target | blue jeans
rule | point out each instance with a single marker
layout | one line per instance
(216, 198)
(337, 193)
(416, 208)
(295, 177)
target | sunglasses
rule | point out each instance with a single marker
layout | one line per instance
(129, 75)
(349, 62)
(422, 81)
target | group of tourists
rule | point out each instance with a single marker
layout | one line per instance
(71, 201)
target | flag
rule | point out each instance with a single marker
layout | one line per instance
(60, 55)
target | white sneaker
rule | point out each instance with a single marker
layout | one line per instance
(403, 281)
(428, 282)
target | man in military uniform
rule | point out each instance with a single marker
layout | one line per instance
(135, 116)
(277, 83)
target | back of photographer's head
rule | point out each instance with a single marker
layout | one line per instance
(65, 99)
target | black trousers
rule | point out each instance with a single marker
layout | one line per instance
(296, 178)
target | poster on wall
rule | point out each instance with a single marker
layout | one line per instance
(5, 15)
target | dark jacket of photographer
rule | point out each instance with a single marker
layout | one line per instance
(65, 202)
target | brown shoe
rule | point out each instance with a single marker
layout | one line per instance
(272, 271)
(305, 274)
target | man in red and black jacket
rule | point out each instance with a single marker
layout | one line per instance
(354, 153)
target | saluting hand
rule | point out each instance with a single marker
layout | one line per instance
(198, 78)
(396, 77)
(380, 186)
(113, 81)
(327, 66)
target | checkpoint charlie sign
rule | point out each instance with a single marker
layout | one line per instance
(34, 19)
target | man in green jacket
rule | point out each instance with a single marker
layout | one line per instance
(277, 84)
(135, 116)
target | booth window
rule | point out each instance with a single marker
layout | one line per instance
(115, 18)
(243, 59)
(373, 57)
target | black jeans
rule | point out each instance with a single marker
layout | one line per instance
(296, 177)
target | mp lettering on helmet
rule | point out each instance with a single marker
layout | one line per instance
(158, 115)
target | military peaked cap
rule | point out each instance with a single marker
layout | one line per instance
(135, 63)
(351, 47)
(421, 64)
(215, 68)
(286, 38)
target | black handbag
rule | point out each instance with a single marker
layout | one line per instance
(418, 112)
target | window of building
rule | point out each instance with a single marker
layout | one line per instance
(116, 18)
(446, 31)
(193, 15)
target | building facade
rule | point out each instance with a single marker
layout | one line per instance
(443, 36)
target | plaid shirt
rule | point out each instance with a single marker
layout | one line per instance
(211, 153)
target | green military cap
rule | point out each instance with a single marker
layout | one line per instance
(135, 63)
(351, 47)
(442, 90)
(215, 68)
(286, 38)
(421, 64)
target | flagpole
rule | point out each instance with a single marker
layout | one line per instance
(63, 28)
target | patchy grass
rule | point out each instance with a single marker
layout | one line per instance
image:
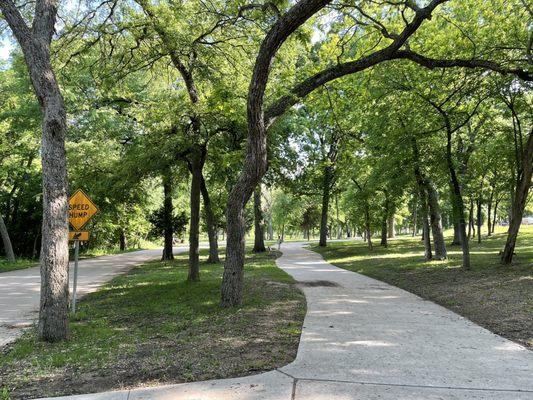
(152, 327)
(20, 263)
(496, 297)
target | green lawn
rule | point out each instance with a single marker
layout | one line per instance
(151, 327)
(496, 297)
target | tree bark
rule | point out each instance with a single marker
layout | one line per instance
(211, 224)
(35, 44)
(384, 219)
(489, 213)
(495, 214)
(519, 203)
(478, 219)
(436, 222)
(122, 240)
(368, 233)
(457, 199)
(422, 186)
(326, 185)
(196, 166)
(259, 240)
(391, 226)
(168, 212)
(8, 248)
(255, 164)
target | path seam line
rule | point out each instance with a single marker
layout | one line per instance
(413, 386)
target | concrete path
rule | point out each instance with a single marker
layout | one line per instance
(19, 290)
(366, 340)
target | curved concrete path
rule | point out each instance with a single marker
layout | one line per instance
(364, 339)
(19, 290)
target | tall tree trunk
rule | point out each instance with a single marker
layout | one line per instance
(436, 222)
(489, 213)
(384, 231)
(35, 43)
(259, 240)
(168, 212)
(415, 216)
(8, 248)
(478, 219)
(196, 165)
(519, 203)
(326, 185)
(210, 222)
(495, 214)
(457, 199)
(368, 233)
(391, 226)
(384, 219)
(122, 240)
(422, 185)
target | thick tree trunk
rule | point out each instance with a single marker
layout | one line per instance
(422, 186)
(436, 222)
(489, 213)
(457, 200)
(210, 222)
(168, 212)
(384, 231)
(259, 240)
(8, 248)
(122, 240)
(368, 233)
(519, 203)
(391, 226)
(35, 44)
(196, 165)
(326, 185)
(478, 220)
(384, 219)
(415, 216)
(495, 214)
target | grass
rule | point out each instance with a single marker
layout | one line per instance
(152, 327)
(496, 297)
(23, 263)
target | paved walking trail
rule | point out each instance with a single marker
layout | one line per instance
(19, 290)
(364, 339)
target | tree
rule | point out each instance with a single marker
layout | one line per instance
(35, 43)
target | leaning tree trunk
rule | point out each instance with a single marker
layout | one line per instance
(478, 220)
(122, 241)
(457, 201)
(436, 222)
(519, 203)
(368, 233)
(326, 185)
(210, 222)
(489, 213)
(196, 163)
(259, 240)
(8, 248)
(391, 226)
(35, 44)
(384, 231)
(421, 183)
(495, 214)
(168, 217)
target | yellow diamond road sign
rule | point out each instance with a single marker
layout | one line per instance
(80, 209)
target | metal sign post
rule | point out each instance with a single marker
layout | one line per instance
(80, 210)
(75, 283)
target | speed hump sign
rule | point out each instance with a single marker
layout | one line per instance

Written problem: Copy every row above word for word, leaving the pictures out.

Completed task:
target | blue jeans
rule | point out each instance with a single marker
layout | one line per instance
(216, 198)
(337, 193)
(416, 208)
(295, 177)
target | sunglasses
rule | point out each instance with a single marker
layout | one line per instance
(129, 75)
(349, 62)
(422, 81)
target | group of tourists
rule | point out each instance with a single marker
layout | one line per instance
(71, 201)
target | flag
rule | point out each instance with a single marker
layout | one line per instance
(60, 55)
target | white sneaker
rule | point out each instance with a single marker
layout | one line per instance
(403, 281)
(428, 282)
target | man in military uniform
rule | point out each instance with a single marker
layout | one line per instance
(135, 116)
(277, 83)
target | back of photographer's head
rule | point out each instance with a single marker
layout | one line per instance
(65, 99)
target | black trousers
rule | point out each instance with a single marker
layout | one line per instance
(296, 178)
target | poster on wall
rule | point out each instance with a single marker
layout | one line per instance
(5, 15)
target | dark jacket of photographer
rule | point out each instance with a single marker
layout | one line per instance
(65, 202)
target | brown shoe
rule | point out each instance with a single marker
layout | one line per instance
(272, 271)
(305, 274)
target | man in red and black jacket
rule | point out each instance with a single marker
layout | one line per instance
(354, 153)
target | saluting hand
rule | point out each instance with a single marker
layout | one line per instance
(198, 78)
(396, 77)
(380, 186)
(113, 81)
(327, 66)
target | checkpoint charlie sign
rule | point out each instance with a single marker
layout | one line per instance
(34, 19)
target | man in green jacket
rule | point out each instance with a single marker
layout | one line per instance
(277, 84)
(135, 116)
target | booth window
rule | point out each instance with a single marker
layout | one line per instance
(115, 18)
(243, 59)
(373, 57)
target | black jeans
rule | point out each instance with a single marker
layout | one line per instance
(296, 177)
target | mp lettering on helmet
rule | point out each instance with a single marker
layout | one line per instance
(158, 115)
target | military peaked cap
rule | point out each instance with a single marker
layout | one line per instance
(135, 63)
(351, 47)
(421, 64)
(215, 68)
(286, 38)
target | black handbag
rule | point out each instance with a single marker
layout | one line per instance
(418, 112)
target | window of building
rule | point out each instance with a single marker
layout | one line per instance
(116, 18)
(446, 31)
(193, 15)
target | building facade
rule | point out each instance with a single marker
layout | one line per instance
(443, 36)
target | plaid shirt
rule | point out each instance with a single marker
layout | one line per instance
(211, 153)
target | green military cap
rule | point out each instance with a single marker
layout | one line per instance
(135, 63)
(351, 47)
(442, 90)
(215, 68)
(286, 38)
(421, 64)
target | flagpole
rule | point out each instance with a single marker
layout | one line per instance
(63, 28)
target | patchy grass
rule | point out each instance with a single marker
layout | one line per instance
image:
(152, 327)
(20, 263)
(496, 297)
target | green lawn
rule | point out each instance with a single marker
layout | one line per instance
(151, 327)
(496, 297)
target | tree bark
rule | point out each instance with a single marker
layout | one line per instance
(211, 224)
(35, 44)
(384, 219)
(489, 213)
(495, 214)
(519, 203)
(478, 219)
(436, 222)
(122, 240)
(368, 233)
(457, 199)
(422, 186)
(326, 185)
(196, 166)
(259, 240)
(391, 226)
(168, 212)
(8, 248)
(255, 164)
target | path seam line
rule | point out each instance with a single marker
layout | one line per instance
(413, 386)
target | concrete path
rule | point out each instance with a single marker
layout | one line per instance
(19, 290)
(366, 340)
target | curved concrete path
rule | point out each instance with a single marker
layout | one line per instance
(364, 339)
(19, 290)
target | tall tree trunk
rule | point out each instance with a single marker
layout | one line per instance
(436, 222)
(489, 213)
(384, 231)
(35, 43)
(259, 240)
(168, 212)
(415, 216)
(8, 248)
(478, 219)
(196, 165)
(519, 203)
(326, 185)
(210, 222)
(495, 214)
(457, 199)
(368, 233)
(391, 226)
(384, 219)
(122, 240)
(422, 185)
target | thick tree trunk
rule | point out each instance with a single marker
layout | one line per instance
(422, 186)
(436, 222)
(489, 213)
(457, 200)
(210, 222)
(168, 212)
(384, 231)
(259, 240)
(8, 248)
(122, 240)
(368, 233)
(519, 203)
(391, 226)
(35, 44)
(196, 165)
(326, 185)
(478, 220)
(384, 219)
(415, 216)
(495, 214)
target | grass
rule | point out each instance with a single marker
layout | one line per instance
(152, 327)
(496, 297)
(23, 263)
target | paved walking trail
rule | point out each instance with a single marker
layout | one line per instance
(19, 290)
(364, 339)
target | tree
rule | point out each instance with a single marker
layout | one line per instance
(35, 43)
target | leaning tree trunk
rule | point out each instance with a single marker
layout | one line per instance
(478, 220)
(122, 241)
(457, 201)
(436, 222)
(519, 203)
(368, 233)
(326, 185)
(210, 222)
(489, 213)
(196, 163)
(259, 240)
(8, 248)
(391, 226)
(35, 44)
(384, 231)
(421, 183)
(495, 214)
(168, 217)
target | yellow diamond road sign
rule | point out each instance with a single marker
layout | one line per instance
(80, 209)
target | metal sign post
rule | point out each instance with a single marker
layout | one line per instance
(80, 210)
(75, 283)
target | speed hump sign
rule | point out each instance with a single marker
layout | one line per instance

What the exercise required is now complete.